* Problem requirements: Render every line of the rows below as a JSON list of strings, one string per line, with blank lines left out.

(Point-based annotation data)
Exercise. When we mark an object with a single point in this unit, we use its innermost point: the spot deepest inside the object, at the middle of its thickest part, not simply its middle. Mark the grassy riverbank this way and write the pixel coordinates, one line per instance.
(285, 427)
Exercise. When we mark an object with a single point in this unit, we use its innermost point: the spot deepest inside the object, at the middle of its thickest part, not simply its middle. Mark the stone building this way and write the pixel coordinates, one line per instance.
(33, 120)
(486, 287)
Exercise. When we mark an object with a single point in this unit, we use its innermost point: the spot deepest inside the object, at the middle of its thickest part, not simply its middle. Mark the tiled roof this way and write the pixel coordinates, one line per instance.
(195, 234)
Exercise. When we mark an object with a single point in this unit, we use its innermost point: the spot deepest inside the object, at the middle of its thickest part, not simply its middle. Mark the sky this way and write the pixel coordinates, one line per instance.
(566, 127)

* The reply:
[
  "Exercise. When we mark an object with a single point in this unit, we use its innermost point: the spot deepest inside the object, at the middle of its thickest part, not simply its middle. Mark the grassy riverbank this way and write the pixel coordinates, one line per instance.",
  "(285, 427)",
  "Exercise. When we mark an object with a single point in this unit, we use its innermost point: the spot deepest inside the object, at the middle of its thickest part, not simply its middle. Mark the stone building this way and write the pixel coordinates, one line per instance.",
  "(33, 120)",
  "(486, 287)",
  "Exercise. When we mark an object with a single point in this unit, we use its innermost point: the spot deepest inside the object, at the middle of its thickest part, not simply its middle. Mark the tiled roof this way and write the pixel coordinates, one line per instance.",
  "(195, 234)",
  "Exercise. When we mark an object with a single point in this unit, we use its innermost point: the spot deepest inside the object, at the middle of its thickest part, not simply its middle. Mark the sky this way and write the pixel coordinates, one line per instance.",
  "(566, 127)"
]